» **What needs to be done**: Reproduce the rows that begin at the line containing "the snow-covered ground" and stop after the line containing "[[82, 135], [178, 163]]", changing "annotation" to "label" and leaving everything else the same.

» **Data to process**:
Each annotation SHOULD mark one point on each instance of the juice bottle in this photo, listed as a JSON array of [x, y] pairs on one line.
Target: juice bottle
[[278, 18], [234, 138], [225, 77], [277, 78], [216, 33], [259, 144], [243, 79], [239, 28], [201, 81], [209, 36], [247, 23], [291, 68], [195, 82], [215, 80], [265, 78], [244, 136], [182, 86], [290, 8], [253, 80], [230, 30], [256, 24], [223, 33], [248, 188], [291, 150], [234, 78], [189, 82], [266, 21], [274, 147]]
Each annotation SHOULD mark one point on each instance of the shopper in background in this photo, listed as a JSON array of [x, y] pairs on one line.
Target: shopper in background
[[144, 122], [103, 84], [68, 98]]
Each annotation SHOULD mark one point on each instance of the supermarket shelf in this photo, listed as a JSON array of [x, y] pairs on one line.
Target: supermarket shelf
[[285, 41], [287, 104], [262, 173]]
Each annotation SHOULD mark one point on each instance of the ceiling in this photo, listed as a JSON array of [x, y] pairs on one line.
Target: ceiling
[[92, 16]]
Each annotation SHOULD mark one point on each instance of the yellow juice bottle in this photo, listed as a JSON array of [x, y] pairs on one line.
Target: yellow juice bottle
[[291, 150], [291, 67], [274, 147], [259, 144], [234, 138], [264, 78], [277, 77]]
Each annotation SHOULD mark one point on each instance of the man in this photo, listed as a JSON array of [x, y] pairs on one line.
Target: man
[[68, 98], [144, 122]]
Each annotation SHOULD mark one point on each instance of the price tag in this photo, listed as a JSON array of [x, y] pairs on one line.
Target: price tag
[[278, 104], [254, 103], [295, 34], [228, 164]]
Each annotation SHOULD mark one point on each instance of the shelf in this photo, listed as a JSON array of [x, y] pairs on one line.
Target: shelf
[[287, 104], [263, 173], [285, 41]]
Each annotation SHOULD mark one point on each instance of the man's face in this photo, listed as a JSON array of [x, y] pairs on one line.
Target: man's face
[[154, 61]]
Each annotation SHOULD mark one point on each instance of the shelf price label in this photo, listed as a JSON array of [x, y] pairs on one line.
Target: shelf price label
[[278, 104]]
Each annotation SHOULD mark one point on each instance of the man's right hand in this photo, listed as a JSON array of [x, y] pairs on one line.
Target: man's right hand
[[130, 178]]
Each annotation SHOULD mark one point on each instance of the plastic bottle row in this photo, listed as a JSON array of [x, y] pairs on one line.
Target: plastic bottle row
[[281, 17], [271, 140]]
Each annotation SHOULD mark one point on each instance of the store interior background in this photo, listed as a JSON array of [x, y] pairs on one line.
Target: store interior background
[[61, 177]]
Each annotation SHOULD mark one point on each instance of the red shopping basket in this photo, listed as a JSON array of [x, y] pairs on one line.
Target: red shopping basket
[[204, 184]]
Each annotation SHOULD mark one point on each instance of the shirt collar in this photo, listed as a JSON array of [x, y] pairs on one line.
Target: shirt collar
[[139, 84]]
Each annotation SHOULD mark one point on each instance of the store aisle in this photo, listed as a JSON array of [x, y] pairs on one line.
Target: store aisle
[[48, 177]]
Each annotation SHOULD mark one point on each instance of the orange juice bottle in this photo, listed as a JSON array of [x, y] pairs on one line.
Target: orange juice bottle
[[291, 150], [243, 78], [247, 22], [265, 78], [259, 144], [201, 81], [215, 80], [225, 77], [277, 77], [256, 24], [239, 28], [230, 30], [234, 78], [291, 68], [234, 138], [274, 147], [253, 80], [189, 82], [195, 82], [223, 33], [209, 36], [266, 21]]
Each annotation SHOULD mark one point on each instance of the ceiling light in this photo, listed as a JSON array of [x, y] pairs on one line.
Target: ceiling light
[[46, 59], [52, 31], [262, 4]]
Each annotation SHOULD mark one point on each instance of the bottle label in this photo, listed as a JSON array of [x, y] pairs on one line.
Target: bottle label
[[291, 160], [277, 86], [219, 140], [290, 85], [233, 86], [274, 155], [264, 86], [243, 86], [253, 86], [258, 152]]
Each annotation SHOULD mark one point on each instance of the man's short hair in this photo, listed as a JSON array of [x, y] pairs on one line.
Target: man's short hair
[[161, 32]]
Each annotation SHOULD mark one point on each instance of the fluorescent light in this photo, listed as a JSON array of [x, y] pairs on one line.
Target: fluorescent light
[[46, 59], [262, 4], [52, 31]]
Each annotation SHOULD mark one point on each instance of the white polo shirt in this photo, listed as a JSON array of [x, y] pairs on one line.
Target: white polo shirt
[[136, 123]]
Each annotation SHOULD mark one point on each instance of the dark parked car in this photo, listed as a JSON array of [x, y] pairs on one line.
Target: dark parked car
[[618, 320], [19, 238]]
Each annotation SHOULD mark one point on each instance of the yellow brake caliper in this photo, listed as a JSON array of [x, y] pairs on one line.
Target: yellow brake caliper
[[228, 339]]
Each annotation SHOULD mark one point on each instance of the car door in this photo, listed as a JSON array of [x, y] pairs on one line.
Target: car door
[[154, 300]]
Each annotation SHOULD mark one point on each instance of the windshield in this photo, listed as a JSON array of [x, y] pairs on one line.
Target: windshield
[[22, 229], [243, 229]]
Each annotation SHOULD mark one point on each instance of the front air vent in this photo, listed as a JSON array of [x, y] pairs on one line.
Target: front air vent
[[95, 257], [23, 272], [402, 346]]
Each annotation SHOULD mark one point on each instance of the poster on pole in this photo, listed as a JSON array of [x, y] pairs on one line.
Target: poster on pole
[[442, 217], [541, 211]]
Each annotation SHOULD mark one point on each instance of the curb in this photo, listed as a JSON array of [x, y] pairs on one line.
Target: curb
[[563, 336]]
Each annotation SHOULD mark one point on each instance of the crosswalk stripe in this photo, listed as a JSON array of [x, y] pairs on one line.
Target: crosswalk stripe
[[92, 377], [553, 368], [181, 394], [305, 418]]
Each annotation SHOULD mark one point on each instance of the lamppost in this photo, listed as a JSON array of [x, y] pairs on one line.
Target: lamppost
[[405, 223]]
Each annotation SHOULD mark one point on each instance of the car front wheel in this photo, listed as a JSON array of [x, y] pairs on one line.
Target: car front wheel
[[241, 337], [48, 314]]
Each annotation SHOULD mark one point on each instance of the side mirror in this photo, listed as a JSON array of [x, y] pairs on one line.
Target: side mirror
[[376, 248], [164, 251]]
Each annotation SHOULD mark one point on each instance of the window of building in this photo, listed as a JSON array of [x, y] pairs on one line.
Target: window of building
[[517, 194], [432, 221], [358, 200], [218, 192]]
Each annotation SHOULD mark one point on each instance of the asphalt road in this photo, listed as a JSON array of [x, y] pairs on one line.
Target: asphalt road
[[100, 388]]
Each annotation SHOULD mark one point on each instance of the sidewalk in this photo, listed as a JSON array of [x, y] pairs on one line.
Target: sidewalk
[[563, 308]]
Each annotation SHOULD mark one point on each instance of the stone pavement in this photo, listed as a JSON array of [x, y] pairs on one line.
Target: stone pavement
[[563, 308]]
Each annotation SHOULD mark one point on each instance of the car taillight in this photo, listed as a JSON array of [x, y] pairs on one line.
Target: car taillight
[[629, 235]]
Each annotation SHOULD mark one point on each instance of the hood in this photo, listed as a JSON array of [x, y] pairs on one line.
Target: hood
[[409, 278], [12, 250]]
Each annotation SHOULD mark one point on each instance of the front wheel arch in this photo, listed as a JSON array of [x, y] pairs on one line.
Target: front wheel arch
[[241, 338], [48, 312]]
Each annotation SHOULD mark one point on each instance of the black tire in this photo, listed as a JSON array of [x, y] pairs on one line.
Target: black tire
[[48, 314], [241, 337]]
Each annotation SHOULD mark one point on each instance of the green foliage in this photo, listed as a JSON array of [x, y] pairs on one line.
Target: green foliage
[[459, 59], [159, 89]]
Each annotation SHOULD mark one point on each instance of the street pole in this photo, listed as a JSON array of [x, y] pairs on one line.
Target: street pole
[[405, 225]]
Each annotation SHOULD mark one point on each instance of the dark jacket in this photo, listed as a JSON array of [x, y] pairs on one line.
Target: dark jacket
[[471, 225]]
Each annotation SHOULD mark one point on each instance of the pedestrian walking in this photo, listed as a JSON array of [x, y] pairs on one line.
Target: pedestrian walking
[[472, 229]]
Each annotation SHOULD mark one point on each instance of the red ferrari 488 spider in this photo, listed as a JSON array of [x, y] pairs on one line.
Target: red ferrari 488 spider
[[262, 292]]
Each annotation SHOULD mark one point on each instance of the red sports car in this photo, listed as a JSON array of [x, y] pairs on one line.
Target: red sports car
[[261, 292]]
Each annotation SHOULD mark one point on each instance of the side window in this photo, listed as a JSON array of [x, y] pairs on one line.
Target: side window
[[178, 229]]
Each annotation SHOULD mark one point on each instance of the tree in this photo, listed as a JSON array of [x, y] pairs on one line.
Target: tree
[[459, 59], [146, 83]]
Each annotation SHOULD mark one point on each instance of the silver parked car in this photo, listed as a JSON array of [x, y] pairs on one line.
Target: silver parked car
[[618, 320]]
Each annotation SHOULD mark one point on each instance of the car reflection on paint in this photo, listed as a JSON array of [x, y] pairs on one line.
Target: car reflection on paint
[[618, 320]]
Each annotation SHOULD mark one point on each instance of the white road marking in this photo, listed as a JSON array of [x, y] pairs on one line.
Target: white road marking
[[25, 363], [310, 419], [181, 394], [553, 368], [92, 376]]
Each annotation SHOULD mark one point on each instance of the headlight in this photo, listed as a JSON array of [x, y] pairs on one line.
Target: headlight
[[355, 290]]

--

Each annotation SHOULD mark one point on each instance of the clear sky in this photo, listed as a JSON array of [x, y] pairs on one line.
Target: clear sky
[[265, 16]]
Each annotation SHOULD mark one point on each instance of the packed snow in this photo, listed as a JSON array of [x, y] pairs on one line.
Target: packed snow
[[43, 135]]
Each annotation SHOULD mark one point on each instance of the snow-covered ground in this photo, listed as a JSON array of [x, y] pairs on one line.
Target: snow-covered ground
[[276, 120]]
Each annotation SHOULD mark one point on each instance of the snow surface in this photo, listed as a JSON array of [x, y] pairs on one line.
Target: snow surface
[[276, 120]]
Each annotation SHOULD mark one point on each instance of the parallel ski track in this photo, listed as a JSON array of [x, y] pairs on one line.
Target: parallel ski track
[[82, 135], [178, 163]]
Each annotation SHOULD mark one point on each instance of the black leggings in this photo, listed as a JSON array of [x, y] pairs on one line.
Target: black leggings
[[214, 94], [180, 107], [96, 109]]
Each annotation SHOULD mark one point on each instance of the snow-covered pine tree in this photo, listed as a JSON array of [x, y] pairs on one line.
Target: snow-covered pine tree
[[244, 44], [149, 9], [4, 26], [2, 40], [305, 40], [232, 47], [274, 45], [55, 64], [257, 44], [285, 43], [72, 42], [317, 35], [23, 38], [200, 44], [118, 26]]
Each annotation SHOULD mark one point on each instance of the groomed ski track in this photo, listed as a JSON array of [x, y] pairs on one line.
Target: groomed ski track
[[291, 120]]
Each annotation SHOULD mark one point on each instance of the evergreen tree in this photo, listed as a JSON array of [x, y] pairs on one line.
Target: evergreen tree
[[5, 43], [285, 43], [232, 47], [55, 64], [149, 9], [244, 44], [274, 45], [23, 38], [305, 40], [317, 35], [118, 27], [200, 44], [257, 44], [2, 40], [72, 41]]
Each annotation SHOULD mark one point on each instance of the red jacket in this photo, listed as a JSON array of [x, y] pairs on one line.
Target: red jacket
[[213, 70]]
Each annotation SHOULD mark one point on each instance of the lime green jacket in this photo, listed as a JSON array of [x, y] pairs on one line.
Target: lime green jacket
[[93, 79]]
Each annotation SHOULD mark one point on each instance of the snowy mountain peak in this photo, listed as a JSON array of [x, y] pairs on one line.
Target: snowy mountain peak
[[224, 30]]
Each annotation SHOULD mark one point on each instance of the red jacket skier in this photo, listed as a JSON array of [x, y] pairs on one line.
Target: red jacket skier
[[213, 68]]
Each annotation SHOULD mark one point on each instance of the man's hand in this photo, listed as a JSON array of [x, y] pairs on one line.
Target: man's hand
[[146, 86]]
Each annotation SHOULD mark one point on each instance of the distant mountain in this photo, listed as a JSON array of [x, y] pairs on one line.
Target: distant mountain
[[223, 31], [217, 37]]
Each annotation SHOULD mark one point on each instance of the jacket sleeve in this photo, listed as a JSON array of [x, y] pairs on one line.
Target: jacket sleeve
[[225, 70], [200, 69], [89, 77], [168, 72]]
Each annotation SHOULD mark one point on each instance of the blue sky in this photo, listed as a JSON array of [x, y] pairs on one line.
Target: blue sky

» **Exercise solution**:
Each label SHOULD mark one point on each instance of the snow-covered ground in this photo, listed as a JSON array of [x, y] pairs on one line.
Target: snow-covered ground
[[276, 120]]
Each label SHOULD mark one point on each instance of the snow surface in this photo, listed as a JSON array of [x, y] pairs on one line.
Target: snow surface
[[276, 120]]
Each label SHOULD mark one point on each instance of the parallel ski track in this photo, listed as a JSON array of [x, y] pairs on one line.
Target: parallel ski track
[[82, 135], [178, 163]]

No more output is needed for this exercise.